Write each record again exactly as it stands.

** START **

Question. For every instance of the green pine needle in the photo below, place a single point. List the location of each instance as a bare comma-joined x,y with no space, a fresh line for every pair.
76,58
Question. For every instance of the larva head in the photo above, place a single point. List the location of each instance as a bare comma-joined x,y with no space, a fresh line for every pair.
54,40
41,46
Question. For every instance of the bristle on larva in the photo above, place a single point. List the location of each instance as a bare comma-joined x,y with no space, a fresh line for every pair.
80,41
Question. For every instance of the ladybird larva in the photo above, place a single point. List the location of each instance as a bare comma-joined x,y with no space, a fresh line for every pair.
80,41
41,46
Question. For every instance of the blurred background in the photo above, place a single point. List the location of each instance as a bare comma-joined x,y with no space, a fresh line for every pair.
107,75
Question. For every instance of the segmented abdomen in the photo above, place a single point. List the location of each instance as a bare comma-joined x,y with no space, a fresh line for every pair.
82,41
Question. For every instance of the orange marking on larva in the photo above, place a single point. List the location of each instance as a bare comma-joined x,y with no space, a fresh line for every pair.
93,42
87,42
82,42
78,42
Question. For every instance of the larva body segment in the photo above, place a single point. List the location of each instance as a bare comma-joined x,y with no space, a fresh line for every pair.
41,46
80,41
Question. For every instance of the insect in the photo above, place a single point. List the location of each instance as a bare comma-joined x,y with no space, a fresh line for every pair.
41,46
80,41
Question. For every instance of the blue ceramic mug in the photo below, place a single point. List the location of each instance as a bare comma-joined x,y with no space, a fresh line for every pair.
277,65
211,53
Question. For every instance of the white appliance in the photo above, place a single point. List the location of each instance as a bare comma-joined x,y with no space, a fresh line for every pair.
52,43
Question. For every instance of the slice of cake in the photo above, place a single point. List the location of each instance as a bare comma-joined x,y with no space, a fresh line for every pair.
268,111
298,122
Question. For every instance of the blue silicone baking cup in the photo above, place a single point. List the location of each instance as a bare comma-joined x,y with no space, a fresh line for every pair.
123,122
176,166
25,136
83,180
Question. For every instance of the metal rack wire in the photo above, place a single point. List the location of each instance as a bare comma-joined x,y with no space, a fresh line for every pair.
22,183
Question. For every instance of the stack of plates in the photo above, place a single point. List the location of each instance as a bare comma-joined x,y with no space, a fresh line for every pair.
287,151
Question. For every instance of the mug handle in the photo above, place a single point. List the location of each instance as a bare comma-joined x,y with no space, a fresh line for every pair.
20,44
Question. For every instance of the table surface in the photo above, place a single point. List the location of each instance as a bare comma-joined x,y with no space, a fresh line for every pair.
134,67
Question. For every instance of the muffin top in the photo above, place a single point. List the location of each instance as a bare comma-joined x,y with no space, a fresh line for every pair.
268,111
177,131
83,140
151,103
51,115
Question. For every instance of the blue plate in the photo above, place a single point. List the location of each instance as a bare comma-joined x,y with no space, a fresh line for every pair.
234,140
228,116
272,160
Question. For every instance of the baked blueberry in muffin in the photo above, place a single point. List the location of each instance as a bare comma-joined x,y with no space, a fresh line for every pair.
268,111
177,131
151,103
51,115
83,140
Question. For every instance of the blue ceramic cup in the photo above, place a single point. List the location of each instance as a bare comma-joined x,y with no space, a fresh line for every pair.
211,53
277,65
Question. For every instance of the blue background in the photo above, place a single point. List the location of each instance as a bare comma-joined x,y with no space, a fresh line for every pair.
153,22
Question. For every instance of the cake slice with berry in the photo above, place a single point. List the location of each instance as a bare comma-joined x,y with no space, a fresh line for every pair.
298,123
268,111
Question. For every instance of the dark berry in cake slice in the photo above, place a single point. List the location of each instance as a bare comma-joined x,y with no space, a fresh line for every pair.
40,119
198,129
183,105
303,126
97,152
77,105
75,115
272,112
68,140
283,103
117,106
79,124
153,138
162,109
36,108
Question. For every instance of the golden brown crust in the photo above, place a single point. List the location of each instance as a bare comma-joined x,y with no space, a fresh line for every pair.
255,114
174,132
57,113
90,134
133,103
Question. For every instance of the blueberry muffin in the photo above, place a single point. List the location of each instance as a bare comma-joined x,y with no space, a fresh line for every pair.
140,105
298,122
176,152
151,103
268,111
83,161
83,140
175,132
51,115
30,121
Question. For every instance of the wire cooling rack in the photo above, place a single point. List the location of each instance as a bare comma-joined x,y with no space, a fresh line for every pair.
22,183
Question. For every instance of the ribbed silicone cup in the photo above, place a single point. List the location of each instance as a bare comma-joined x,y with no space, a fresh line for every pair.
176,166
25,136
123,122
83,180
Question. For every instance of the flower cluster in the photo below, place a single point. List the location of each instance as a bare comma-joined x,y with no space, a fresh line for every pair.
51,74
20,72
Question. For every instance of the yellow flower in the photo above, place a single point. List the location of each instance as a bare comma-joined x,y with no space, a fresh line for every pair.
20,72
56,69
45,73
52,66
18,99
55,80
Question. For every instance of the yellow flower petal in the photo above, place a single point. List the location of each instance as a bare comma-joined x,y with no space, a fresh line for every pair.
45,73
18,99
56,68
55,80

** END **

§ Solution
Question. For every instance of the green pine needle in the photo below, place a single point. List the location of each instance as a bare comma-joined x,y with no space, a fresh line for every pair.
76,58
Question. For every instance of the larva head in the photo above, place a single point. List the location of each instance as a bare comma-joined x,y with no space, a fresh line for every pair.
54,40
41,46
Question. For every instance of the bristle on larva in the photo above, place a single point. List the location of each instance as a bare comma-joined x,y with no space, a fresh line for every pair.
80,41
Question. For every instance of the ladybird larva in the photo above, place a single point. List the location of each instance as a bare comma-joined x,y with no space, a fresh line for every pair.
80,41
41,46
Question. For every instance of the blurred background in the photo above, place a single point. List the location of each instance as a bare comma-joined x,y with no space, a fresh line for every pair.
107,75
Question. For every instance of the segmented abdomen in the photo above, place a single point. List the location of each instance as a bare comma-joined x,y with no space, a fresh line for every pair.
82,41
Question. For every instance of the orange marking on larva in the photo above, place a single point. List the location of each instance as a bare comma-joined x,y with no space, a fresh line for every pair.
93,42
87,42
82,42
78,42
Question. For every instance of the larva body segment in the photo above, place a single point. List the location of each instance as a bare comma-joined x,y with no space, a fresh line for every pair.
41,46
80,41
Question. For every instance of the insect in the photo above, place a single point. List the location of each instance as a bare comma-joined x,y with no space, a fresh line for every pair.
41,46
80,41
Question. For every instance of the blue ceramic mug in the photo below, place a single point. List the location of each instance as a bare comma-joined x,y with no space, a fresh line for every pair.
277,65
211,53
Question. For every instance of the white appliance in the photo above, place a single point. List the location of each instance as a bare comma-joined x,y with no space, a fresh line for every pair.
52,43
Question. For every instance of the slice of cake in the photo above, place a single point. List the location of each instance as a bare comma-joined x,y with no space, a fresh line for every pair.
268,111
298,122
Question. For every instance of the blue silicone baking cup in the photo above, place a single point. List the location of each instance as a bare comma-joined x,y with no space, a fresh line for every pair.
123,122
176,166
25,136
83,180
Question. For every instance of the metal rack wire in the photo above, place a single point. List the location of each instance as a bare comma-joined x,y with no space, a fresh line for every pair.
22,183
Question. For every instance of the stack of plates in the photo above, place a single point. List the location of each instance as a bare comma-joined x,y with no space, a fresh line for every pair.
287,151
Question. For every instance of the mug handle in the photo above, place a single point. List the location of each instance as a bare comma-joined x,y with no space, a fresh line for every pair.
20,44
Question. For every instance of the table surface in the photo above, place a single point. List the location of each instance as a bare comma-joined x,y with no space, a fresh line for every pair.
134,67
Question. For every instance of the muffin top in the photo above, place a single point. List the location of each instance as a bare comma-joined x,y with no space, a fresh line for every pair.
268,111
177,131
83,140
151,103
51,115
Question. For every instance of the blue plate in the photo above, place a single point. List the location of each instance as a bare comma-joined x,y with no space, a fresh line for every pair.
234,140
228,116
272,160
Question. For every instance of the baked blueberry in muffin in the photo above, place a single point. List the location of each instance as a bare comma-joined x,y with no space, a fresh line for every pair.
268,111
177,131
151,103
51,115
83,140
Question. For every instance of the blue ceramic cup in the photo above, place a single point. List the location of each instance as a bare comma-joined x,y with no space, a fresh line for every pair.
211,53
277,65
Question. For every instance of the blue background in the photo above, place a single point. List the location of each instance as a bare comma-joined x,y with no space, a fresh line for every pair.
153,22
Question. For every instance of the cake slice with berry in the photo above, place a single point. List the location of each instance as a bare comma-joined x,y with no space, a fresh line for every pair.
298,123
268,111
Question. For every instance of the dark berry in cake slice in the photo above, place a single point. List the location of each instance as a bare comma-joined x,y with no space, a fresh line for every pair.
40,119
198,129
183,105
303,126
97,152
77,105
75,115
272,112
68,140
283,103
117,106
79,124
153,138
162,109
36,108
Question. For every instance of the golden brown crust in the photo above, place a single point. List the location of each instance as a bare comma-joined x,y with no space, a fresh line for every pair.
255,114
174,132
57,113
90,134
133,103
Question. For every instance of the blueberry muffin in the photo above, place a single point. List the location of each instance as a bare comma-joined x,y with no space, a fresh line for every pair.
140,105
298,122
176,152
151,103
268,111
83,161
83,140
175,132
51,115
30,121
Question. For every instance of the wire cooling rack in the photo above, place a single point. List the location of each instance as a bare comma-joined x,y with no space, a fresh line for every pair.
22,183
Question. For every instance of the ribbed silicone cup in the photo above, place a single point. List the location of each instance as a bare comma-joined x,y with no space, a fresh line for every pair.
176,166
25,136
123,122
83,180
Question. For every instance of the flower cluster in the photo below, place a single point. List the location of each instance as a bare comma-joined x,y with no space, a fresh line for every pair.
51,74
20,72
Question. For every instance of the yellow flower in the photo above, place a single point. List the location of each instance as a bare comma-joined x,y with no space, a fresh line for every pair.
20,72
56,69
45,73
52,66
18,99
55,80
Question. For every instance of the yellow flower petal in the photo above, place a single point. List the location of each instance as a bare comma-joined x,y with no space, a fresh line for every pair.
45,73
18,99
56,68
55,80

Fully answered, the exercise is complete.